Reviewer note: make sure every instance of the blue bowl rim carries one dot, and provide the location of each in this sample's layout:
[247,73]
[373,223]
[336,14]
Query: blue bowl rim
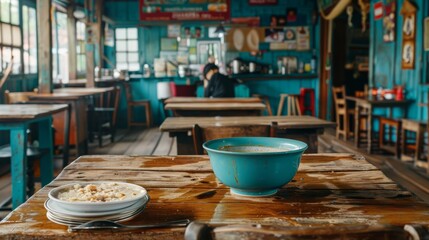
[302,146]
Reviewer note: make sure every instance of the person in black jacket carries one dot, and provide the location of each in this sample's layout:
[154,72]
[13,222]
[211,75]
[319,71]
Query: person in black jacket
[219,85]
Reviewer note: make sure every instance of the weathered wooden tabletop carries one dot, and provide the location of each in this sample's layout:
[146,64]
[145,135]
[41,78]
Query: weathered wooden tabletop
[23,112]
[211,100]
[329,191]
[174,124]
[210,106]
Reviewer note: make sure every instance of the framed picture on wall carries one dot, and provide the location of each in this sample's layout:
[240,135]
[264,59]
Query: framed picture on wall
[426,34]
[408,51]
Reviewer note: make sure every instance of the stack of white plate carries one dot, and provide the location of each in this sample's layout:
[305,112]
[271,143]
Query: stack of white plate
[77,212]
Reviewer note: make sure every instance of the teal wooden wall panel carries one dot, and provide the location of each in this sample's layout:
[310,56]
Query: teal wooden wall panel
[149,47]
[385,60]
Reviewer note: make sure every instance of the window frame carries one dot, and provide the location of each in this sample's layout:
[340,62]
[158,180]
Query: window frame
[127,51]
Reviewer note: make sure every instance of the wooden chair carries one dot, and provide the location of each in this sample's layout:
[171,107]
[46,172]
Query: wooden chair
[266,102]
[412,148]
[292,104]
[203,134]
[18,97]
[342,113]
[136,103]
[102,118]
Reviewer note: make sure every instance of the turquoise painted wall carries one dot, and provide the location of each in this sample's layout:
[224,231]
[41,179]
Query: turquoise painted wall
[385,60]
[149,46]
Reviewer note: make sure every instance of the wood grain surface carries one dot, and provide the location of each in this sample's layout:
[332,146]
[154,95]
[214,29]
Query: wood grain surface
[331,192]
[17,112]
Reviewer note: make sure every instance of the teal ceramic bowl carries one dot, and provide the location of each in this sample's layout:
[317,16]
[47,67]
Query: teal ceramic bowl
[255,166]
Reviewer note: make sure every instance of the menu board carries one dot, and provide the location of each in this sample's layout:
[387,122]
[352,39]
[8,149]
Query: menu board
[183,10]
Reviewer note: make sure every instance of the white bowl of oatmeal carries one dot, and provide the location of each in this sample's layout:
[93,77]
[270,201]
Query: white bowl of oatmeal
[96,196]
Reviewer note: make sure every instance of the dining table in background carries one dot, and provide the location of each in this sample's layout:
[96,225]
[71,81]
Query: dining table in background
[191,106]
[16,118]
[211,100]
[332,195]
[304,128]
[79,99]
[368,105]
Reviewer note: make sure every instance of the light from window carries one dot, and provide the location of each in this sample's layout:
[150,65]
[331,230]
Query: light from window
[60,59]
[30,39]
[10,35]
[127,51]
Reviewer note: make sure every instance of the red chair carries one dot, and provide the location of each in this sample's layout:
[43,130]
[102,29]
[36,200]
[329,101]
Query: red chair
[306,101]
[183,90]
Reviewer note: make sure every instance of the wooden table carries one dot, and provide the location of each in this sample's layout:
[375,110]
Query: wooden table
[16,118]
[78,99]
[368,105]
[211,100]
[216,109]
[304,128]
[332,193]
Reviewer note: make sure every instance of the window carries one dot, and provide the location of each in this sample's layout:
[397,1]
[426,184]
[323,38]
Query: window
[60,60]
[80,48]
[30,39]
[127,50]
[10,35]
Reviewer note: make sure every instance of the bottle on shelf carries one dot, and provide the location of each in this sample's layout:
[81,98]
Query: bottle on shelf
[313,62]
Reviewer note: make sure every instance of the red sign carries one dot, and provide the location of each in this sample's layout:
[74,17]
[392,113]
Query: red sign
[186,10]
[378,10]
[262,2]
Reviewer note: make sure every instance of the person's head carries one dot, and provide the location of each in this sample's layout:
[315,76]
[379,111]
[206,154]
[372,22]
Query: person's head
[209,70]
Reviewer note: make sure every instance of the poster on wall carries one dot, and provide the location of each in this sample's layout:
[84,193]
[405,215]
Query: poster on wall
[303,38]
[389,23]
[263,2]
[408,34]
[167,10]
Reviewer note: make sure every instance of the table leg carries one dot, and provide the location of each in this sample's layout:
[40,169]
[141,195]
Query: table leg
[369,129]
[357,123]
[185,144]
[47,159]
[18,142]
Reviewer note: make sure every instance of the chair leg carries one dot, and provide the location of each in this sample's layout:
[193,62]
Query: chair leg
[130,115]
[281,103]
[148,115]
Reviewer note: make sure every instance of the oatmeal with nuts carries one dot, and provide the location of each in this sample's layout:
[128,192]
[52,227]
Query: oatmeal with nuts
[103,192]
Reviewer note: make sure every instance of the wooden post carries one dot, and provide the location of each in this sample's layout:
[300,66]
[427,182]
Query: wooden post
+===+
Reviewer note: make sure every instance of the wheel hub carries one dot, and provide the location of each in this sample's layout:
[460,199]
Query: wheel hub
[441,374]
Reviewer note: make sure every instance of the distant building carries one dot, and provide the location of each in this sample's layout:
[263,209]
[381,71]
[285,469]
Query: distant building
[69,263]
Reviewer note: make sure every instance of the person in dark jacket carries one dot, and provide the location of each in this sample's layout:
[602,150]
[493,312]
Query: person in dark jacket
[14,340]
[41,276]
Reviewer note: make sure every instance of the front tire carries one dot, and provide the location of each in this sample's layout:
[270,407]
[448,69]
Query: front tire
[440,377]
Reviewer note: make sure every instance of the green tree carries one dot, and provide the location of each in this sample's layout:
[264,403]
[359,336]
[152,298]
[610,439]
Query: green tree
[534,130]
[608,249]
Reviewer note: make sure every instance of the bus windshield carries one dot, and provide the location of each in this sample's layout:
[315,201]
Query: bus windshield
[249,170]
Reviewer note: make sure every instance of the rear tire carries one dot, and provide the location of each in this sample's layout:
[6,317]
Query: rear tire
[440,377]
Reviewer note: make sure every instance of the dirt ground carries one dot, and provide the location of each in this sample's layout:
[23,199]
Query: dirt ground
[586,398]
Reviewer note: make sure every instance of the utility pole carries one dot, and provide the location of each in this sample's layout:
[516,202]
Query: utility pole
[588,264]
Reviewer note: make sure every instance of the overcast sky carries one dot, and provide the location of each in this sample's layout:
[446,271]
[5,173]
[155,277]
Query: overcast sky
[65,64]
+===+
EXERCISE OBJECTIVE: From the records above, reproduce exactly the lines from the one with "Reviewer note: make sure every instance of the oatmeal" to the one with "Query: wooden post", both included, and no others.

ANSWER:
Reviewer note: make sure every instance of the oatmeal with nuts carries one dot, and provide the location of each in this sample's layout:
[128,192]
[52,227]
Query: oatmeal with nuts
[103,192]
Reviewer note: make sure every instance of the wooden post carries one dot, and provide the location of each in this sample's layout:
[300,66]
[427,182]
Query: wooden post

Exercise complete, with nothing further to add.